Belge Alıntısı:
****************************************

Küresel kriz 2008 yılı Eylül ayında başladı. 2008 yılında ülkemizde ekonomik büyümede yavaşlama ve 2009 yılında ise yüzde 5’ye yakın, -4,7 oranında bir küçülme yaşandı. Şayet 2008-2009 yıllarını kapsayan, iki yıllık bir dönemi dikkate alırsak, ekonomik küçülme yüzde 6’ları aşmış durumdadır, çünkü 2007 yılında yüzde 5 büyümeden sonra 2008 de yüzde 0,8’ e düşmüş, 2009 yılında ise bu düşüşe rağmen eksi büyüme, yani daralma yaşanmıştır. 2001 yılı kendi krizimiz döneminde Türkiye’nin eksi 5,9 oranında küçüldüğünü düşünürsek, kanaatimce 2009 yılındaki yüzde 4,7 küçülmeyi daha iyi anlayabiliriz. Aynı şekilde, kişi başı milli gelirde 9,600 $ dan 2009 yılında 8,900 $ düzeyine düşmüştür. 

Enflasyon oranlarına baktığımızda 2004 yılında tek haneye, yüzde 9,4’e düşen enflasyon 2008 yılında tekrar çift haneye yükseldi; 2009 yılında ise alınan önlemlerle tekrar tek haneye yüzde 6,8’e düştü. Bu noktada, döviz kurlarının 2008-2009 döneminde neredeyse aynı kalması çok önemlidir, bugün yaşadığımız kur türbülansının etkilerini anlama adına. Hatırlayalım, 2008-2009 döneminde iki yıl boyunca  ABD Dolar’ın yıl ortalaması 1,50-1,55 TL düzeyindeydi. Her ne hikmetse, bu dönemde dış güçler dolar üzerinden ülkemize saldırmayı akıl edememişler!

****************************************

Sağlanan Veriler:
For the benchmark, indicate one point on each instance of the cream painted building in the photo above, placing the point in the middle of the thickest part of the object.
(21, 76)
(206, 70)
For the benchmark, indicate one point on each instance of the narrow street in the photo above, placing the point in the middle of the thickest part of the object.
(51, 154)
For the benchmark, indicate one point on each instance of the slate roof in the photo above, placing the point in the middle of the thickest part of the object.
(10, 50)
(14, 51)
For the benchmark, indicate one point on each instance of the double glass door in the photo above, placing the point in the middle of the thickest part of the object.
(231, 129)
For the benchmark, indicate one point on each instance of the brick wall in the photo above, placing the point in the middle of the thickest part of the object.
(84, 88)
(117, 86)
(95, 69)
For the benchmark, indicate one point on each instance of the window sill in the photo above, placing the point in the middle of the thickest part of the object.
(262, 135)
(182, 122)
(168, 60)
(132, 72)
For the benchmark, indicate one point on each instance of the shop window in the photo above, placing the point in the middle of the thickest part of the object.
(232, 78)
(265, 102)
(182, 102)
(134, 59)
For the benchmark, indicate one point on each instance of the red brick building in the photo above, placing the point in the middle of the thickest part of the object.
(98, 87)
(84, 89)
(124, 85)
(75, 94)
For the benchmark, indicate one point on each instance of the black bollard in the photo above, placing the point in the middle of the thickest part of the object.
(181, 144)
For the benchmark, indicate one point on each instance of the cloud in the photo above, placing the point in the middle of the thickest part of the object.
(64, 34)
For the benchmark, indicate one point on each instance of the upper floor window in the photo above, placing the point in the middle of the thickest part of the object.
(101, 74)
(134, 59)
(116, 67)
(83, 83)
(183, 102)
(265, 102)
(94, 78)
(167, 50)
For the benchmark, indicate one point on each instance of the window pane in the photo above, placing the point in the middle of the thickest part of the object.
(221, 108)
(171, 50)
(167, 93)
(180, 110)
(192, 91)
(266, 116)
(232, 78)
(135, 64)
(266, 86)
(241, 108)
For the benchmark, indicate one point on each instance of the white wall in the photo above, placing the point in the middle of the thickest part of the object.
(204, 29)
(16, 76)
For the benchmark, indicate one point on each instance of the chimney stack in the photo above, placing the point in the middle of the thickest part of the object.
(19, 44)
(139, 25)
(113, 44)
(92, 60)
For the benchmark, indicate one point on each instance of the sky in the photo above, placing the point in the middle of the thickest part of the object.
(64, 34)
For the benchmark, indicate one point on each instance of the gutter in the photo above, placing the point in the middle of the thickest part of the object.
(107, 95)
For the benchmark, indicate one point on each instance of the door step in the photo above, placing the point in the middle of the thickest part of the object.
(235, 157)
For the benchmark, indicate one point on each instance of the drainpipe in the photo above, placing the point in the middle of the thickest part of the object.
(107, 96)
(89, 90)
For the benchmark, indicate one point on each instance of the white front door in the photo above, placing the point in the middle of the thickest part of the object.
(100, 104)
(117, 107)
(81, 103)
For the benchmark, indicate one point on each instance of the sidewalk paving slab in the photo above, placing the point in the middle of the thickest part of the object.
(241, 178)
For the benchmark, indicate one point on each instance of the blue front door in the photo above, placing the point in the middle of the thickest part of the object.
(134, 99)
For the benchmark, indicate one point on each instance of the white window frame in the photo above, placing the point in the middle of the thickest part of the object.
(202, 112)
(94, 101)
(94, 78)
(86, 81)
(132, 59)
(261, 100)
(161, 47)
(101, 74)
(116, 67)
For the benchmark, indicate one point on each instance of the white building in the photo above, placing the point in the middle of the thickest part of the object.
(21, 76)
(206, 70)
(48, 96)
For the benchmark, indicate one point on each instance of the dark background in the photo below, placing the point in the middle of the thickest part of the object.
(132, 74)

****************************************

Yapılacak Alıştırmalar:
1. Kayıtlarda "the white building" ifadesini içeren satırdan kayıtların sonuna kadar uzanan satırları, iki uç da dahil olmak üzere, her satır bir dize olacak biçimde bir JSON listesi olarak biçimlendirir misiniz? Boş satırlar listeye alınmasın.
2. Küresel krizle ilgili metni son cümlesinden sonra sürdürür müsünüz?
Bu kayıtların, küresel krizle ilgili metinle hiçbir bağlantısı yoktur.

Alıştırma Sonuçları:
1.
[
  "For the benchmark, indicate one point on each instance of the white building in the photo above, placing the point in the middle of the thickest part of the object.",
  "(21, 76)",
  "(206, 70)",
  "(48, 96)",
  "For the benchmark, indicate one point on each instance of the dark background in the photo below, placing the point in the middle of the thickest part of the object.",
  "(132, 74)"
]

2.
Bu bağlamda, çok önemli bir veriyi de açıklamak isterim. 2008 yılında TÜFE yüzde 10,1 iken TCMB faizi yüzde 15 idi, mevduat faizleri de ortalama yüzde 19 idi. Bilmem ki, bu oranlar, faiz ve enflasyon arasındaki ilişkiyi anlatma adına bugünlerde yaşadıklarımız açısından siyasete ve ekonomi yönetimine bir şeyler anlatıyor mu? Şahsen ben kendi adıma, vatandaş olarak “Doğru ve bilimsel ekonomik kararlar alınınca “dış güçler ve içerideki düşmanlar!” bir şey yapamamışlar demek ki” diyorum. 

Gelelim işsizlik rakamlarına. 2002-2007 dönemindeki istikrarlı büyüme ve beklentilerin iyi olması nedeniyle ülkemize ciddi miktarda ortalama (yıllık 15-20 milyar dolarlık) uzun vadeli yabancı sermaye ve yerli yatırım nedeniyle işsizlik oranları  istikrarlı bir şekilde düşmüştü. 2006-2007 döneminde yüzde 10’ların altına inen işsizlik küresel finans krizi nedeniyle maalesef tekrar çift hanelere ve yüzde 12,7’lere kadar yükseldi. Küresel finans krizin en büyük etkisi işsizlik alanında oldu.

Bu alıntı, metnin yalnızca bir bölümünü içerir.